■ **Task directions**:
Copy each of the following records word for word, without changing anything.

■ **Task inputs**:
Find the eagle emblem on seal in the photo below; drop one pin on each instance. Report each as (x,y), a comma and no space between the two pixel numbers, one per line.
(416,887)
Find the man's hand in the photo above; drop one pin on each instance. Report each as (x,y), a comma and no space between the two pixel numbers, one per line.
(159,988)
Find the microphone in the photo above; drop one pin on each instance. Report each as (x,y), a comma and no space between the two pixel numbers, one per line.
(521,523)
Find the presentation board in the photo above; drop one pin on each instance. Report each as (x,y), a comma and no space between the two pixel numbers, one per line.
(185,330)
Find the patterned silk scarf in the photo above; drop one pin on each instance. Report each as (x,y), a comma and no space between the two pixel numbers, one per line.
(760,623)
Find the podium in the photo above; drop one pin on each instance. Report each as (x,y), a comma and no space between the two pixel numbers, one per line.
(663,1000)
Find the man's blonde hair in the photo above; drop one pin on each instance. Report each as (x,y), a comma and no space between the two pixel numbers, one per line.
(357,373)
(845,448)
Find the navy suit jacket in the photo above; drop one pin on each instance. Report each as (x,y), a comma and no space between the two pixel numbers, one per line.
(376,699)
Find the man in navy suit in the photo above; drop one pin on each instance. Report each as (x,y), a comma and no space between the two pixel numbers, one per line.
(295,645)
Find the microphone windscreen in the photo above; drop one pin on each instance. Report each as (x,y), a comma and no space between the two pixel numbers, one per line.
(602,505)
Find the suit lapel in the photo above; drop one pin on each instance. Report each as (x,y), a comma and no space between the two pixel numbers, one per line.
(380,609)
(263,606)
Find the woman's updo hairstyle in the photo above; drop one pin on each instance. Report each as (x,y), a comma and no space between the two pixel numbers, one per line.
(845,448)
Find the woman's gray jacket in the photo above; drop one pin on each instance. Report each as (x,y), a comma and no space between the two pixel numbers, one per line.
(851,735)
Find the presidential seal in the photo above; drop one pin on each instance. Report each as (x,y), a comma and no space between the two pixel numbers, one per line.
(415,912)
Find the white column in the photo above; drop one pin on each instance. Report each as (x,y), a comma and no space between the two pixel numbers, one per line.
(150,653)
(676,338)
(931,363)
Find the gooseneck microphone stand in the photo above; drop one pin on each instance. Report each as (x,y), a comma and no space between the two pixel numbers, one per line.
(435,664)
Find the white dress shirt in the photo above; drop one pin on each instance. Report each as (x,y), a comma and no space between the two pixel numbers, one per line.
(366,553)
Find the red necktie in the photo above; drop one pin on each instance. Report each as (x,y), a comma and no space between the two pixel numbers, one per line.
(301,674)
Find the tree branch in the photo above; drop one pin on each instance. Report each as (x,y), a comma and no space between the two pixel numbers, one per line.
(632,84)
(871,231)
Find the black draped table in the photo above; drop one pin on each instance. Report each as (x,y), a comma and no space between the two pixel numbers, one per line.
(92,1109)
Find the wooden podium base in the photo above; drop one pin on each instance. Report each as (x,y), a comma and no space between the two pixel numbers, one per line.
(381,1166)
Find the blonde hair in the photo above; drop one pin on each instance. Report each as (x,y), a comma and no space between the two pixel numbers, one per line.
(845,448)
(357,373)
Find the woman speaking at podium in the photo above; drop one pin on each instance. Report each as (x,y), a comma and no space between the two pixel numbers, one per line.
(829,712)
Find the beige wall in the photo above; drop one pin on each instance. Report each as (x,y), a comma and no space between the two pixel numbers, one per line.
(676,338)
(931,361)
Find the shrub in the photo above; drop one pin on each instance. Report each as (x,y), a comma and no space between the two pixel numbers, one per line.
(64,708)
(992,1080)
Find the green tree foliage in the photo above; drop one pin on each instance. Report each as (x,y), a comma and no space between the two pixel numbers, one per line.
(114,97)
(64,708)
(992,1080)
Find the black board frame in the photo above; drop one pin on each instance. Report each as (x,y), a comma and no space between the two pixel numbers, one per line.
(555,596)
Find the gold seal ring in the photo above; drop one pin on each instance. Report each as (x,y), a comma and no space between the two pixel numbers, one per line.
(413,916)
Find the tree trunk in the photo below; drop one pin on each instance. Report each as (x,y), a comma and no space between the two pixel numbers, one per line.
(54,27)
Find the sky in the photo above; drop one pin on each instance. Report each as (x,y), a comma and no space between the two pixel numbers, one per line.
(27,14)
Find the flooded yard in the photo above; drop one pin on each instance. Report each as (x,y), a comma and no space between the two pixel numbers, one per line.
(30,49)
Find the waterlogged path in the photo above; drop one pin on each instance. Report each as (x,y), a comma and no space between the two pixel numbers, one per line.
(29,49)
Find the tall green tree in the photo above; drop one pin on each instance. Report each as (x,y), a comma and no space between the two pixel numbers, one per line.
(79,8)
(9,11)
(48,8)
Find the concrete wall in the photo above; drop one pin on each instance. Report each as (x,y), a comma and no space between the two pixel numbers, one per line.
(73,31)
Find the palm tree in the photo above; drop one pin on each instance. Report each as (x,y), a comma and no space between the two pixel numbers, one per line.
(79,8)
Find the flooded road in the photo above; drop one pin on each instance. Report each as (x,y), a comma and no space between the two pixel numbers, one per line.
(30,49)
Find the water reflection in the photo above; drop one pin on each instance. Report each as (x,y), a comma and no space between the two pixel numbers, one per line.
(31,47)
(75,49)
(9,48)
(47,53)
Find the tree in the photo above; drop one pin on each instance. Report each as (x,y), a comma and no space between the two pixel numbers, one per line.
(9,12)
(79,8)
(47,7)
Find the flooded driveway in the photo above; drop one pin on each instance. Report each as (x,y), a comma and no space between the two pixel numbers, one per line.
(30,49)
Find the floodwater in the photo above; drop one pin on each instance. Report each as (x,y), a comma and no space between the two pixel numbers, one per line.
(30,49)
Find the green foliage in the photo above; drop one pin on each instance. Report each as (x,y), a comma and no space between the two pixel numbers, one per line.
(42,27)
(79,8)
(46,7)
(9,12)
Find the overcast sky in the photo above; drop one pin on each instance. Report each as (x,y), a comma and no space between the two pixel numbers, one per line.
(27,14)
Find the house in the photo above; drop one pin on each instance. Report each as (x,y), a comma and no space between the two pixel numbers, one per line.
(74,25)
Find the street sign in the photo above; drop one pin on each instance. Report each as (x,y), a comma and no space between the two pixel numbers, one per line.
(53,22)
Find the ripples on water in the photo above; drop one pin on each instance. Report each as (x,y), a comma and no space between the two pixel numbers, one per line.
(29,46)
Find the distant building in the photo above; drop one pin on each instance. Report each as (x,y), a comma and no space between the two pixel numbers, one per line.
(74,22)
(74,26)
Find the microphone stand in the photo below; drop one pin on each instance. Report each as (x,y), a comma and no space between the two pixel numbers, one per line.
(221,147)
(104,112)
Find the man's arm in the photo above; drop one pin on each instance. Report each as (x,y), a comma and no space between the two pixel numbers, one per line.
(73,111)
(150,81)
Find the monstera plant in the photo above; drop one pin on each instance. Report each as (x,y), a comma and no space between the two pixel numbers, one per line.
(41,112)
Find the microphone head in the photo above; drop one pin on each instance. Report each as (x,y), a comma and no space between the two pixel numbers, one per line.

■ **Finished answer**:
Find the eagle emblem on seal in the photo below; drop one pin on each instance. Report each as (x,y), a comma and no space between the two pixel numbers, one per line.
(416,887)
Find the man's hand in the photo above; drop one pin on each instance. Report each as (x,y), a comma and no space between the two pixel numbers, one per line.
(159,988)
Find the microphone in the photo above; drop one pin on each instance. Report each as (x,y), a comma and no space between the two pixel numbers, one per line.
(521,523)
Find the presentation board in the photo above; drop one pin on each instance. Report each as (x,y), a comma and no space between the two pixel numbers, one per line.
(185,330)
Find the patterned silk scarf in the photo above; drop one pin on each instance. Report each as (x,y), a comma and no space between the two pixel numbers, one per line.
(760,623)
Find the podium in the photo above; drop one pin on each instance. Report each as (x,y), a comma and no space between the two pixel numbers, one per line.
(663,1000)
Find the man's blonde hair in the photo above; drop one pin on each instance. Report each as (x,y), a comma and no space between the two pixel numbers, one per line.
(357,373)
(845,448)
Find the navy suit jacket in the photo above; drop one pin on each instance. Report each as (x,y), a comma and no space between the two pixel numbers, one per line.
(376,699)
Find the man in navy suit in the photo above; drop one pin on each instance. Report each as (x,y), a comma and no space between the two pixel numbers, one per line.
(295,645)
Find the microphone windscreen in the photo above; drop one pin on each instance. Report each as (x,y), a comma and no space between the two pixel numbers, one per line.
(602,505)
Find the suit lapel in the photo above; drop one pin on each instance. Report each as (x,y), a comma and no space between the two pixel numbers, one per line.
(380,609)
(263,606)
Find the woman's updo hairstyle in the photo above; drop one pin on each instance. Report each as (x,y), a comma and no space between the two pixel numbers, one per line.
(845,448)
Find the woman's gray jacket in the photo above; drop one pin on each instance. Report each as (x,y), a comma and no space between the two pixel numbers, one per line.
(851,735)
Find the presidential seal in the photo above; drop one pin on each instance. Report each as (x,y), a comma and no space between the two pixel numbers, one per line.
(415,912)
Find the white column in the photo above; drop one pin on each instance. Report each as (x,y), a comma and no space between the two pixel numbers, one per line.
(150,653)
(676,338)
(931,363)
Find the gooseneck microphone stand in the photo above; drop one pin on each instance. Report each as (x,y), a comma and no space between the two pixel numbers, one per line.
(435,664)
Find the white dress shirt in the photo above; drop one pin on each instance. Report each as (x,y), a comma and no space between the two pixel numbers, one per line.
(366,553)
Find the red necktie in the photo above; drop one pin on each instance. Report each as (x,y), a comma and no space between the two pixel numbers, one per line.
(301,674)
Find the tree branch in the photo above; drop one pin on each instance. Report each as (x,y), a comma and no space between the two pixel numbers, one per line.
(632,84)
(871,231)
Find the black draped table in the photo above; drop one pin on each instance. Report each as (x,y), a comma and no space between the two pixel numbers, one per line.
(92,1109)
Find the wooden podium base in the photo above; drop one pin on each instance. Report each as (x,y), a comma and no space between the two pixel numbers, one per line.
(381,1166)
Find the blonde hair in the photo above; drop one pin on each instance. Report each as (x,y), a comma and no space between the two pixel numbers, one per line.
(845,448)
(357,373)
Find the woman speaking at podium in the photo above; drop one pin on each instance. Report each as (x,y), a comma and no space between the two pixel numbers, one per line.
(829,712)
Find the beige wall in the photo above; drop one pin on each instance. Report each as (x,y), a comma and no space between the two pixel numbers, one per line.
(676,338)
(931,361)
Find the shrub in the photo above; drop one pin on each instance. Report each as (x,y), a comma and no space between the two pixel numbers, one per line.
(64,708)
(992,1080)
Find the green tree foliage in the photo above; drop one pin on each instance. Report each as (x,y), a comma and no space between the two pixel numbers, one per line.
(114,97)
(64,708)
(992,1080)
Find the black board frame in the photo above; drop one pin on each instance. Report each as (x,y), a comma and no space between the two pixel numbers, one per line.
(555,596)
Find the gold seal ring in the photo above; drop one pin on each instance. Report each as (x,y), a comma and no space between the two pixel numbers, one per line.
(413,916)
Find the tree trunk in the photo below; drop one pin on each instance. Report each as (x,y), a comma and no space between the two pixel numbers, one per line.
(54,27)
Find the sky in the photo above; drop one pin on each instance. Report each as (x,y), a comma and no space between the two pixel numbers, one per line.
(27,14)
Find the flooded yard in the photo above; drop one pin on each instance. Report each as (x,y), a comma and no space between the two pixel numbers, one per line.
(30,49)
Find the waterlogged path in the photo above; drop one pin on each instance. Report each as (x,y), a comma and no space between the two pixel numbers, one per line.
(29,49)
Find the tall green tree in the photo above; drop one pin on each instance. Report each as (x,y), a comma and no space between the two pixel numbers, one per line.
(79,8)
(9,11)
(48,8)
Find the concrete wall in the photo above; drop one pin on each instance. Report each as (x,y), a comma and no space between the two pixel numbers, one per line.
(73,31)
Find the palm tree in the photo above; drop one pin on each instance. Report each as (x,y), a comma and no space between the two pixel numbers, one per line.
(79,8)
Find the flooded road in the photo above; drop one pin on each instance. Report each as (x,y), a comma and no space between the two pixel numbers, one per line.
(30,49)
Find the water reflection in the photo above; drop one pin on each instance. Report each as (x,y), a comma and no space between the two pixel numbers, one per line.
(31,47)
(75,49)
(9,48)
(47,53)
Find the tree in the photo above; drop one pin on each instance. Report each as (x,y), a comma and no space between the two pixel numbers, one per line.
(9,12)
(79,8)
(47,7)
Find the flooded driveway in the photo above; drop one pin on each instance. Report each as (x,y), a comma and no space between the two pixel numbers, one per line.
(30,49)
Find the floodwater in the photo above; drop one pin on each instance. Report each as (x,y), a comma and no space between the two pixel numbers, one per line.
(30,49)
Find the green foliage in the photo above; drop one pin on each instance. Report each as (x,y), a comma and no space between the two pixel numbers, one per line.
(42,27)
(79,8)
(46,7)
(9,12)
Find the overcast sky in the photo above; drop one pin on each instance. Report each as (x,y), a comma and no space between the two pixel numbers, one per line.
(27,14)
Find the house in the photo above; drop one pin on each instance. Report each as (x,y), a comma and no space between the two pixel numbers, one per line.
(74,25)
Find the street sign in the photo above; drop one pin on each instance. Report each as (x,y), a comma and no space between the two pixel numbers, one per line.
(53,22)
Find the ripples on water in the photo above; drop one pin on each instance. Report each as (x,y), a comma and no space between the two pixel numbers, one per line.
(29,46)
Find the distant building in the photo above; drop one pin on each instance. Report each as (x,y), a comma and no space between the two pixel numbers, one per line.
(74,22)
(74,26)
Find the microphone stand in the photo below; drop one pin on each instance. Report each as (x,y), a comma and no space between the two pixel numbers, one per line.
(221,147)
(104,112)
Find the man's arm in the photo above; drop one pin on each instance. Report each as (x,y), a comma and no space between the two pixel numbers, one per line.
(73,111)
(150,81)
Find the monstera plant in the photo above; drop one pin on each instance. Report each as (x,y), a comma and no space between the two pixel numbers, one per line.
(41,112)
Find the microphone head in the photo above; drop one pin on each instance. Report each as (x,y), a comma and no space between the two pixel numbers, one per line.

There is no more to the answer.